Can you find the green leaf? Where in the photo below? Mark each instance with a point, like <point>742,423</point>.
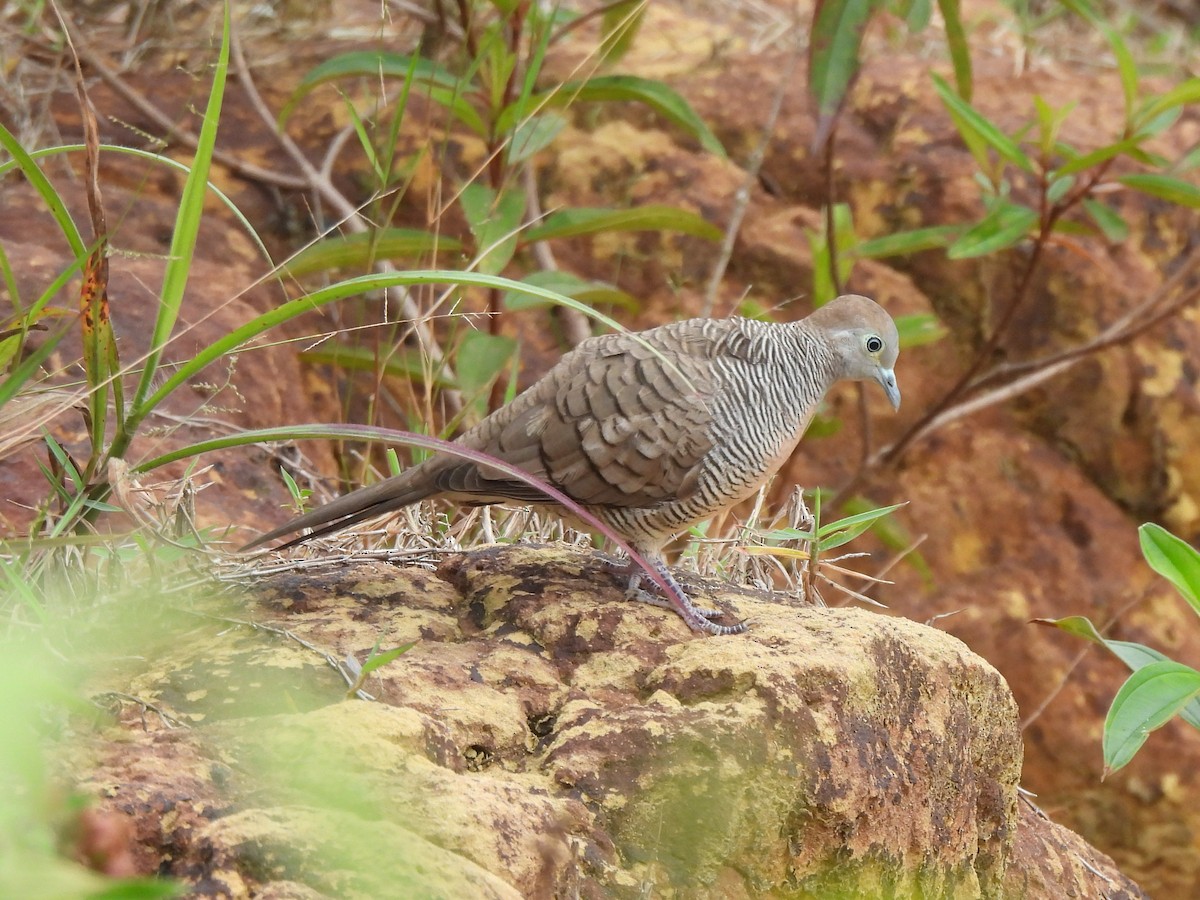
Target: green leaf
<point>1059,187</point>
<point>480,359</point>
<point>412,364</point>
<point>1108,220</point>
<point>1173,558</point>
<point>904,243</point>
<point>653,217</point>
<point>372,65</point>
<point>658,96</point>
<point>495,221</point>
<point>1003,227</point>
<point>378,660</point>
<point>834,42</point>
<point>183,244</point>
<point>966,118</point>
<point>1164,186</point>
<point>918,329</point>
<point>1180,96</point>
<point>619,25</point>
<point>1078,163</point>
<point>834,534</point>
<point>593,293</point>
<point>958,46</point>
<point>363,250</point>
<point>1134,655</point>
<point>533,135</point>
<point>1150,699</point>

- _Directions_: Convert the items above into a two-column CSV with the headers "text" and "answer". Give one row per item with each field quoted, replace line breaks with spaces, and leave out the pictures.

- _Completed task_:
text,answer
"Can you find the green leaf? Where in the photo below? Mark each instance with a point, like <point>742,423</point>. Target: green leaf","<point>1059,187</point> <point>480,359</point> <point>412,364</point> <point>1108,220</point> <point>1173,558</point> <point>904,243</point> <point>653,217</point> <point>372,65</point> <point>658,96</point> <point>495,221</point> <point>1003,227</point> <point>378,660</point> <point>834,42</point> <point>183,244</point> <point>966,118</point> <point>1164,186</point> <point>918,329</point> <point>1180,96</point> <point>619,25</point> <point>1078,163</point> <point>834,534</point> <point>593,293</point> <point>958,46</point> <point>363,250</point> <point>1134,655</point> <point>533,135</point> <point>1150,699</point>"